====== RECORD LIST
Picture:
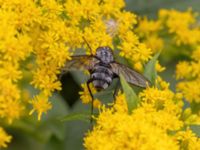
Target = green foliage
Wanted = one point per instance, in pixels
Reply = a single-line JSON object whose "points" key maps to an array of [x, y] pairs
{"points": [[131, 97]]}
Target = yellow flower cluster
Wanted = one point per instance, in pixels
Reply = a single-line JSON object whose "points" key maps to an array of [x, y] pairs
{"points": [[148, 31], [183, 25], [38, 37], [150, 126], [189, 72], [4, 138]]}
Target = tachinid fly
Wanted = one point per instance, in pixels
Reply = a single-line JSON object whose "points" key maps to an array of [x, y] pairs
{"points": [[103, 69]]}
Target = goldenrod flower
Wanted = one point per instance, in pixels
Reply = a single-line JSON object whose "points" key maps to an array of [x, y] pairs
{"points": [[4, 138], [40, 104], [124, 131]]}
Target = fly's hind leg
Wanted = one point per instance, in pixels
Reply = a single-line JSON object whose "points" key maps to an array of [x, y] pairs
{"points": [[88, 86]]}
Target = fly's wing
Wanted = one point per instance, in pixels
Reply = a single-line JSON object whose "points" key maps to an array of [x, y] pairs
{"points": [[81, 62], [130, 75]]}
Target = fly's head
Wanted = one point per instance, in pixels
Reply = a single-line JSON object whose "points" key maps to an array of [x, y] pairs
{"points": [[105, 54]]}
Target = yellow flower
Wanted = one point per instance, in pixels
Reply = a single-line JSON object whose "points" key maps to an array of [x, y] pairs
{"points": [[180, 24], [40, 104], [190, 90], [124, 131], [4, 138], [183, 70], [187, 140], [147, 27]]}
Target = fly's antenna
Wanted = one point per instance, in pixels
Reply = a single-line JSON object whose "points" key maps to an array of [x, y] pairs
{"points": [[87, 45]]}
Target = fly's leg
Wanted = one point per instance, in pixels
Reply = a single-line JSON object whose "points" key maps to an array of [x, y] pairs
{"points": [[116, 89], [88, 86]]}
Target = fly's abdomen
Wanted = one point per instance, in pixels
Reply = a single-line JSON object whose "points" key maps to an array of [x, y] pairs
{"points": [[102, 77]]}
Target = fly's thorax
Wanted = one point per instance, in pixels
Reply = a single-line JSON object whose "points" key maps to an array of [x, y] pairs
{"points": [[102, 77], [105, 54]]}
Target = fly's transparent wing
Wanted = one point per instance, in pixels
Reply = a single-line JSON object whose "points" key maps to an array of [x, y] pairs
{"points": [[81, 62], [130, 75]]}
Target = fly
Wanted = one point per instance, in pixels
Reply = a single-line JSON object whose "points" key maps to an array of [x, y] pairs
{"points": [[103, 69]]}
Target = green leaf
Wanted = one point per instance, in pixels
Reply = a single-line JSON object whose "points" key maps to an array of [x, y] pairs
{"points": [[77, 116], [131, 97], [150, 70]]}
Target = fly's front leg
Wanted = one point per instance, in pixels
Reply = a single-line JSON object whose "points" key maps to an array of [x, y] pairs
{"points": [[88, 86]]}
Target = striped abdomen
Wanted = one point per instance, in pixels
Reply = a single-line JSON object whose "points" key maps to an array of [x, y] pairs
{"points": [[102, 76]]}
============
**WRITTEN TASK:**
Swap "Wanted" for "Required" throughout the lines above, changing nothing else, and leave out the pictures.

**THE OUTPUT:**
Picture:
Target = green foliage
Required = one point per instance, in pixels
Reply = a single-line JSON object whose "points" key maps to an array of [x, y] pairs
{"points": [[131, 97]]}
Target = yellow flower cluster
Required = one point per instance, in pixels
Reply = a single-line JSON object whose "points" key maps to an array of [x, y] pairs
{"points": [[148, 31], [183, 25], [38, 37], [150, 126], [189, 72], [4, 138]]}
Target = tachinid fly
Required = one point per instance, in pixels
Reply = a single-line JSON object whose "points" key maps to an array of [x, y] pairs
{"points": [[103, 69]]}
Target = goldenrod flower
Required = one point per instance, in pixels
Reply = a single-line JSON object whose "points" key maps to an array of [x, y] pairs
{"points": [[4, 138], [40, 104], [124, 131]]}
Target = fly's hind leg
Required = one point per instance, in pixels
Reply = a single-line JSON object whose "points" key maps to an array of [x, y] pairs
{"points": [[88, 86]]}
Target = fly's wing
Required = one point per instance, in pixels
Reply = a single-line JSON object whose "points" key maps to an array of [x, y] pairs
{"points": [[81, 62], [130, 75]]}
Target = fly's head
Required = one point per instance, in pixels
Reply = a single-line JSON object whose "points" key maps to an array of [x, y] pairs
{"points": [[105, 54]]}
Target = yellow flower
Required = one point per instance, in pixels
Reply = a single-line JSON object whose "points" key maps to an array of [x, y] pairs
{"points": [[180, 24], [40, 104], [190, 90], [124, 131], [4, 138], [183, 70], [187, 140], [147, 27]]}
Target = fly's antenna
Required = one point per instance, in pixels
Reply = a single-line JSON object whose "points" key maps to an array of [x, y] pairs
{"points": [[87, 45]]}
Target = fly's leg
Required = one point per instance, in pixels
Reply = a single-line JSON object whose "points" key maps to an array of [x, y] pairs
{"points": [[116, 89], [88, 86]]}
Target = fly's abdomen
Required = one point per instance, in pixels
Reply = a single-line JSON object whose "points" key maps to an array of [x, y] pairs
{"points": [[102, 77]]}
Target = fly's thorax
Required = one point per instance, in pixels
Reply = a single-line JSON object whose "points" key maps to an array of [x, y] pairs
{"points": [[102, 77], [105, 54]]}
Target = fly's transparent wing
Required = one point per instance, in pixels
Reply = a single-line JSON object whose "points" key maps to an array of [x, y] pairs
{"points": [[81, 62], [130, 75]]}
Target = fly
Required = one point per instance, in pixels
Reply = a single-line JSON object whose "points" key maps to an array of [x, y] pairs
{"points": [[103, 69]]}
Target = green leaf
Required = one point per instance, in pixels
Reply = a single-line JSON object whose "points" key maps to an array of [x, y] pairs
{"points": [[77, 116], [131, 97], [150, 70]]}
Target = fly's front leg
Required = one point per instance, in pixels
Reply = a single-line JSON object whose "points" key maps to an array of [x, y] pairs
{"points": [[88, 86]]}
Target = striped abdomen
Required = one point per instance, in pixels
Reply = a single-line JSON object whose "points" key maps to an array of [x, y] pairs
{"points": [[102, 76]]}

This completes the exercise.